Why Should My Teen Go to Rehab?
Teen experimentation with substances doesn’t necessarily indicate addiction. Your teen could be trying to fill a void. If your child’s daily functioning is being affected by drugs or alcohol or if you notice drastic physical changes or mood swings, it may be time to consider a rehab clinic. Next Generation Village treats teens ages 13 to 17 for drug and alcohol addiction. Located in Sebring, Florida, our facility offers diverse therapy options and first-class amenities for aiding in recovery from addiction and co-occuring disorders.
What Is Rehab Like?
Each facility has its own treatment methods, but most offer the same basic programs. A form of detoxification, the process of removing toxic substances from the body, is standard. Because some drugs have worse withdrawal symptoms than others, find a facility that offers medically supervised detox to ensure your child’s safety. If your child attends inpatient rehab, the next step is participating in on-site therapy. If you’d rather have your child live at home during therapy, outpatient treatment is a viable option. Often, addiction involves a co-occurring disorder such as depression or bipolar disorder. The treatment facility should be equipped to diagnose an accompanying mental health problem and treat your son or daughter accordingly.
Will I Be Permitted to Communicate With My Child?
Family interaction is vital during recovery. Your chosen facility should allow communication throughout the rehab process — over the phone and face to face. Ideally, your teen’s therapy should involve family members. This will foster understanding between parent and child and build a foundation for the future.
Can They Continue Their Studies?
Most likely, your child’s treatment will disrupt the school year. Education is a priority in teen rehab centers, so tutors are available to assist your child with academic material based on the child’s home school district’s curriculum. If your facility is local, check to see if they have a partnership with your child’s school.
How Much Will Treatment Cost?
Each facility has different prices and required lengths of time for treatment. Accepted payment plans include employer-paid insurance, government assistance, scholarships and more. Speak with the clinic’s admissions officer for details on their specific payment options.
Questions From Teens About Rehab
Attending a rehab facility is a stressful experience for teens. Leaving school, being separated from friends and family and experiencing intense therapies raise questions about the nature of rehab.
What Will I Do in Rehab?

_Assignment_. Please answer from the teen rehab text: what age range does Next Generation Village treat? The entries play no part in this.

_Listed records_.
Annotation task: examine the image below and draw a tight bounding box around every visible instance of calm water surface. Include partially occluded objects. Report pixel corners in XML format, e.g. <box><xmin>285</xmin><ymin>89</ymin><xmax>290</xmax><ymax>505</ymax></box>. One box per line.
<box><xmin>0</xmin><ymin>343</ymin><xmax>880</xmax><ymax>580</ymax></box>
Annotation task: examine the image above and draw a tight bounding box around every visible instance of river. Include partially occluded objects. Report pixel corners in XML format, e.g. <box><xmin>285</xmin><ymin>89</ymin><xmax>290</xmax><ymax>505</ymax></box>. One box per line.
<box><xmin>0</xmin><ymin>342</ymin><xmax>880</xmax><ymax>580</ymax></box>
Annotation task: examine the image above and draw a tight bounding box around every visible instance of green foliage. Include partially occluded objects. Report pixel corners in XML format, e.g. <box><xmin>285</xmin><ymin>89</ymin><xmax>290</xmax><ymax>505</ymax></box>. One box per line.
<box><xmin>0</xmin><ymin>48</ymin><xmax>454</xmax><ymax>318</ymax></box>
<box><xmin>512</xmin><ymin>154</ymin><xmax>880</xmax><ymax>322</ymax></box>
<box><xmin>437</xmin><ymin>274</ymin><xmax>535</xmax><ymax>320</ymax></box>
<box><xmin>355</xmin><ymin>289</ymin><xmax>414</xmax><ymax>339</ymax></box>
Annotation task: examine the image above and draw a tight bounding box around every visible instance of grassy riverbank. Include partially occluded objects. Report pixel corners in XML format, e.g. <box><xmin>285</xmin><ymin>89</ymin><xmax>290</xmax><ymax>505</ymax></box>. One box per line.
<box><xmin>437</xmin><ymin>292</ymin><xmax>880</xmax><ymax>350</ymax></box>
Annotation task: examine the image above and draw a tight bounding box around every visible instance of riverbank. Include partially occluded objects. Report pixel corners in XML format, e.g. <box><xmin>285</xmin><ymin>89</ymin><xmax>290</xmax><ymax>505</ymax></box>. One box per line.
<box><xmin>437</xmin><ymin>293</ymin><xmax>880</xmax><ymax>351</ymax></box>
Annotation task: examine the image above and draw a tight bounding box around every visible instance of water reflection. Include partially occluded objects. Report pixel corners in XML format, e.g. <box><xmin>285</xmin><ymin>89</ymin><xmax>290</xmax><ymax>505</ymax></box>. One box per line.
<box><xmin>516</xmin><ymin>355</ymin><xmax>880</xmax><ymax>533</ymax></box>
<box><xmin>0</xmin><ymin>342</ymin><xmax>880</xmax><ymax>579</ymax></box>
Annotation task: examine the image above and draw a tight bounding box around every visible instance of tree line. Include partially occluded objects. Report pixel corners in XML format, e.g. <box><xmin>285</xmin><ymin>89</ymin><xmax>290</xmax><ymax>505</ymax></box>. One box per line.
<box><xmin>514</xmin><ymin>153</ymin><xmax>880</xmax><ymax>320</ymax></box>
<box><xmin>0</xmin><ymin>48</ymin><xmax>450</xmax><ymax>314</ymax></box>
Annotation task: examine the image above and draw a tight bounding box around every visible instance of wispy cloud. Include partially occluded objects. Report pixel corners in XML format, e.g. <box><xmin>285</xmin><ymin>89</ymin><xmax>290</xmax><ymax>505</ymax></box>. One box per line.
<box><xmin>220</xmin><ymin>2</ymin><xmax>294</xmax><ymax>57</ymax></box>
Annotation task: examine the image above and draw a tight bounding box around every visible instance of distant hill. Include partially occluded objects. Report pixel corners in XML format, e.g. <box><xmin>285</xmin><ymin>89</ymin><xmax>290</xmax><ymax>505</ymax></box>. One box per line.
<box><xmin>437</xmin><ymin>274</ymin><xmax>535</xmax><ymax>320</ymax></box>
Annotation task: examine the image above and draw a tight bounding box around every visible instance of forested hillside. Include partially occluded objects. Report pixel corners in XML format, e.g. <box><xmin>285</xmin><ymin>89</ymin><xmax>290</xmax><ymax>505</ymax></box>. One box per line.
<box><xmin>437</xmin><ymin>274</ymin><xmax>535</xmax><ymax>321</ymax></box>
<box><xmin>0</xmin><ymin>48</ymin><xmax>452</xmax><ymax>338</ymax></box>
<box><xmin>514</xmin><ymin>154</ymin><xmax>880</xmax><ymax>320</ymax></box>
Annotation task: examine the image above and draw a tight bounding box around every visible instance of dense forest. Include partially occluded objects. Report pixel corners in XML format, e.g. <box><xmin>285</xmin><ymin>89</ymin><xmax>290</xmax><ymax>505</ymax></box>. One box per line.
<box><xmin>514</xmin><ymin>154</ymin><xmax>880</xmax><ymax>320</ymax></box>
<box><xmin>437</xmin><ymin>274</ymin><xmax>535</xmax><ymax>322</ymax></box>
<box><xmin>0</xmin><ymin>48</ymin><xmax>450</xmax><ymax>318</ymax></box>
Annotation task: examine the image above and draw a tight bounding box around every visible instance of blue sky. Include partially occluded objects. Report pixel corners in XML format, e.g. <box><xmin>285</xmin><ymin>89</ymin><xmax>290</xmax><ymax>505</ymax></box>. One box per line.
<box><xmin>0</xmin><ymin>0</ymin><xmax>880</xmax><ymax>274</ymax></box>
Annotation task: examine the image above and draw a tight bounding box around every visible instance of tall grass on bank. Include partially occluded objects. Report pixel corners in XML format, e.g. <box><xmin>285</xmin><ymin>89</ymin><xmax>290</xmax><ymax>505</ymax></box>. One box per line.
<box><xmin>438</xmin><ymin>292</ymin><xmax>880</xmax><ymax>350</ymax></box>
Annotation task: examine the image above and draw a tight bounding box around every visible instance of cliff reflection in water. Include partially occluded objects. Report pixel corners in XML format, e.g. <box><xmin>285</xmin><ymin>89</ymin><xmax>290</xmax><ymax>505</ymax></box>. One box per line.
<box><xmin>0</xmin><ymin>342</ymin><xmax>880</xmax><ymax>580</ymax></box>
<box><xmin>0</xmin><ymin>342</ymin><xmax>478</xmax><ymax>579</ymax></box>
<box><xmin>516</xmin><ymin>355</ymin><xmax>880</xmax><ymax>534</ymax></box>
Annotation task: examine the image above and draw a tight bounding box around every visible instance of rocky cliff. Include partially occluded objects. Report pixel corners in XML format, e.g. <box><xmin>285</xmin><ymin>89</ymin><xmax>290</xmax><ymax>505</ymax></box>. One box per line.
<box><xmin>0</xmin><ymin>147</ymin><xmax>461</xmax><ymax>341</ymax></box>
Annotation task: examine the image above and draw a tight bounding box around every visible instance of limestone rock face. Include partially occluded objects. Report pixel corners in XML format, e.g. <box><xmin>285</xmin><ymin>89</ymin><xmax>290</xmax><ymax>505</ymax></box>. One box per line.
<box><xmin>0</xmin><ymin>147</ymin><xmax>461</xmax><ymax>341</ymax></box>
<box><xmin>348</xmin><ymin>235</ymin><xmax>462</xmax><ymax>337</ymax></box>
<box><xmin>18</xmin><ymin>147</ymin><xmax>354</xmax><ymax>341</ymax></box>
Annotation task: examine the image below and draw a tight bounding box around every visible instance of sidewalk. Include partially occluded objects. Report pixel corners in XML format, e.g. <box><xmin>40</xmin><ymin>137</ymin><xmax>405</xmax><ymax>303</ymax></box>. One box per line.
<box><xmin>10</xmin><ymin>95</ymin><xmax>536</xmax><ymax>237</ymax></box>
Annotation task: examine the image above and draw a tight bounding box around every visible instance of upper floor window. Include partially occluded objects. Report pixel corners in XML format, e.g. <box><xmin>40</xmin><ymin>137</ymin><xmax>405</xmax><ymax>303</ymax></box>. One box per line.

_Answer space_. Teens ages 13 to 17.